Il y eut cinq cents voix pour une chambre unique ; la division en deux chambres ne put obtenir cent voix. La foule des nobles qui n'avaient pas chance d'entrer dans la chambre haute, se garda bien de créer pour les grands seigneurs une pairie à l'anglaise.

Les raisonnements des anglomanes, présentés, alors avec talent par Lally, Mounier, etc., plus tard reproduits obstinément par Mme de Staël, Benjamin Constant et tant d'autres, avaient été d'avance mis en poudre par Sieyès dans un chapitre de son livre du Tiers-état. Chose vraiment admirable ! Ce puissant logicien, par la force de son esprit, n'ayant point vu l'Angleterre, connaissant peu son histoire, avait obtenu déjà les résultats que nous donne l'étude minutieuse de son présent et de son passé[3]. Il avait vu parfaitement que-cette fameuse balance des trois pouvoirs, qui, si elle était réelle, produirait l'immobilité, est une pure comédie, une mystification, au profit d'un des pouvoirs (aristocratique en Angleterre, monarchique en France). L'Angleterre a toujours été, est, sera une aristocratie. L'art de cette aristocratie, ce qui a perpétué son pouvoir, ce n'est pas de faire part au peuple, mais de trouver à son action un champ extérieur, de lui ouvrir des débouchés[4] ; c'est ainsi qu'elle a répandu l'Angleterre sûr tout le globe.

Pour le veto, l'avis de Necker qu'il adressa à l'Assemblée, celui auquel du reste elle s'arrêtait d'elle-même, fut d'accorder le veto du roi, le veto suspensif, le droit d'ajourner jusqu'à la seconde législature qui suivrait celle qui proposait la loi.

# Tâche demandée
Recopiez le texte fourni entre « Il y eut cinq » et « pairie à l'anglaise. », bornes comprises, en changeant « nobles » en « gentilshommes ». Les lignes qui suivent ne jouent aucun rôle dans ce travail.

Éléments d'un jeu de données:

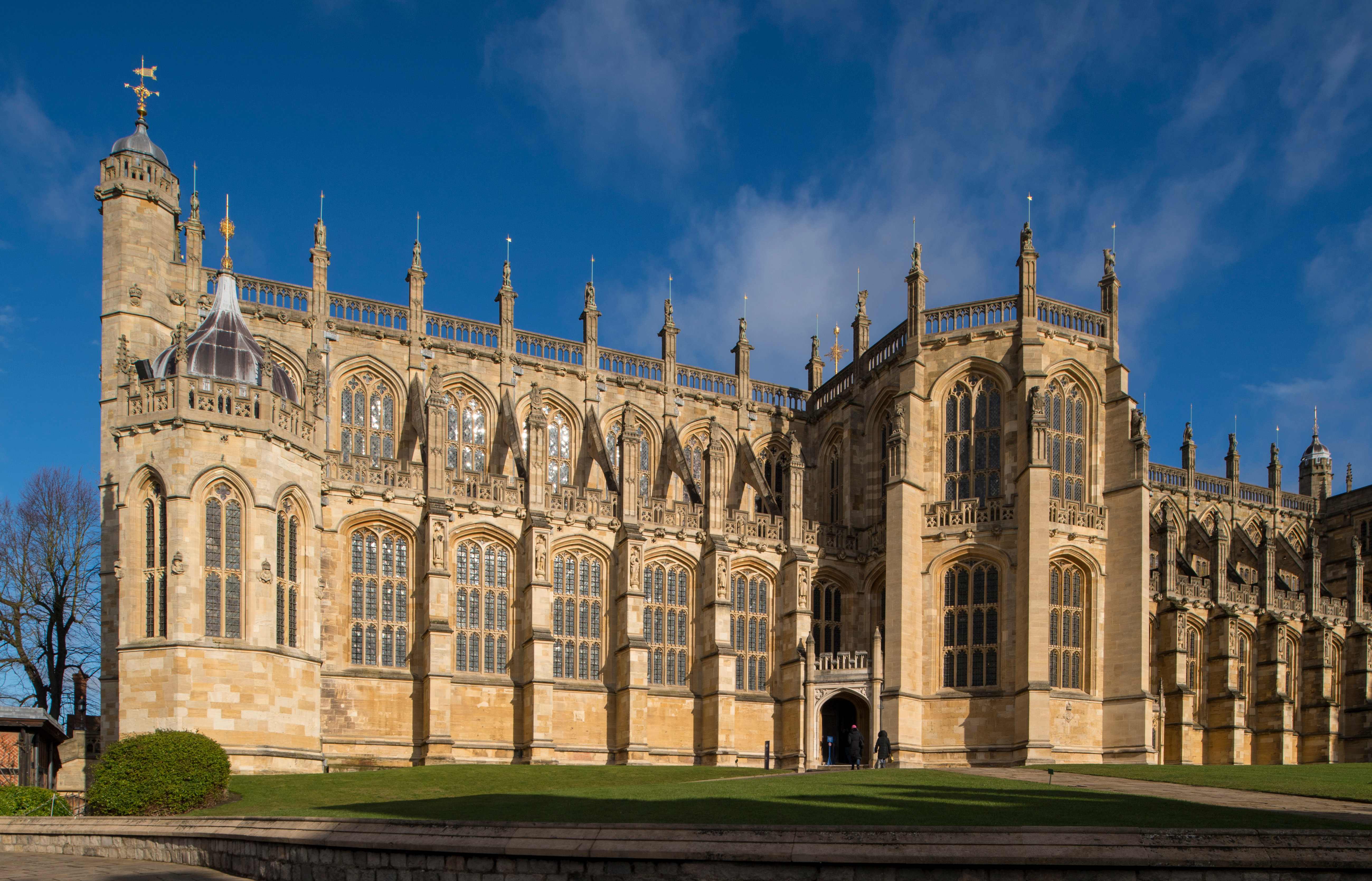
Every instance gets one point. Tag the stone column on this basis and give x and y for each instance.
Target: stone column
(1319, 714)
(536, 602)
(1275, 709)
(906, 656)
(1034, 736)
(794, 617)
(630, 647)
(717, 654)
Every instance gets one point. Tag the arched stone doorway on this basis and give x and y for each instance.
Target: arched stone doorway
(838, 716)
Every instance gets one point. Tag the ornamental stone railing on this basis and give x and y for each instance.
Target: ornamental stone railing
(212, 401)
(843, 661)
(1078, 515)
(968, 514)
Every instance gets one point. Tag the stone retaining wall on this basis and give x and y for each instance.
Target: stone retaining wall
(374, 850)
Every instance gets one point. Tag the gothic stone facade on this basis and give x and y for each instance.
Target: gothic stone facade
(466, 542)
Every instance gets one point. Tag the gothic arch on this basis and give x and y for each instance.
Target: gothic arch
(982, 552)
(201, 482)
(376, 517)
(298, 496)
(460, 381)
(674, 556)
(1083, 377)
(482, 533)
(971, 366)
(584, 545)
(1085, 560)
(138, 484)
(356, 364)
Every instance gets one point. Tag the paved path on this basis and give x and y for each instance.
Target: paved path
(58, 868)
(1330, 809)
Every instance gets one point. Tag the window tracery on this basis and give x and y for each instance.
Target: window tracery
(1067, 441)
(666, 622)
(368, 421)
(773, 462)
(224, 563)
(836, 484)
(748, 632)
(155, 560)
(466, 433)
(972, 625)
(828, 618)
(972, 440)
(287, 574)
(645, 460)
(695, 452)
(482, 602)
(381, 563)
(1067, 602)
(577, 617)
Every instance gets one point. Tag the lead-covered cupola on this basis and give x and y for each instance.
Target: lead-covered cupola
(223, 346)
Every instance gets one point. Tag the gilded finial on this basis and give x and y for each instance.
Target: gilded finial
(227, 231)
(142, 91)
(838, 352)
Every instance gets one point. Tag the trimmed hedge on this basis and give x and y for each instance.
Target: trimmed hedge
(32, 802)
(161, 773)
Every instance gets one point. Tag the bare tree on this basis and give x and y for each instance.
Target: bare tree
(50, 587)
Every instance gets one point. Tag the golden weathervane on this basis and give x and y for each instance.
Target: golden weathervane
(838, 352)
(227, 231)
(142, 91)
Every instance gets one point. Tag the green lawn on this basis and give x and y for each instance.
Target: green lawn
(667, 795)
(1324, 781)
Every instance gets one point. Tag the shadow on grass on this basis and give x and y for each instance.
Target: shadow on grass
(865, 805)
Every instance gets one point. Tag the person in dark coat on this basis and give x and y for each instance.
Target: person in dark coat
(855, 747)
(883, 750)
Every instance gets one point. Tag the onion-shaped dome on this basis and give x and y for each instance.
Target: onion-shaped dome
(224, 348)
(139, 142)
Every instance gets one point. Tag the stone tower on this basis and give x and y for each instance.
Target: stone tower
(1316, 466)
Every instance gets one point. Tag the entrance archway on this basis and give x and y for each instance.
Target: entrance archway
(838, 716)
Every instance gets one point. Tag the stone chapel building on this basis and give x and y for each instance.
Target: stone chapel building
(345, 532)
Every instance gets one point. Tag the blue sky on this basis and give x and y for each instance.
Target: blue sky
(773, 149)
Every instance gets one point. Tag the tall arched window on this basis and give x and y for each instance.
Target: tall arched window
(287, 574)
(972, 440)
(466, 433)
(577, 617)
(645, 459)
(828, 618)
(1067, 441)
(381, 598)
(155, 560)
(750, 633)
(835, 469)
(666, 622)
(368, 421)
(972, 625)
(773, 462)
(1290, 659)
(482, 607)
(224, 563)
(1067, 628)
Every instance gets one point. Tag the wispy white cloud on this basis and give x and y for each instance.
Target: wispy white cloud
(626, 80)
(43, 169)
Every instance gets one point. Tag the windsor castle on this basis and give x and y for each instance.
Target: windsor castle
(345, 532)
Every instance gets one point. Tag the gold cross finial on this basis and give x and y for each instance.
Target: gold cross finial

# Réponse complète
Il y eut cinq cents voix pour une chambre unique ; la division en deux chambres ne put obtenir cent voix. La foule des gentilshommes qui n'avaient pas chance d'entrer dans la chambre haute, se garda bien de créer pour les grands seigneurs une pairie à l'anglaise.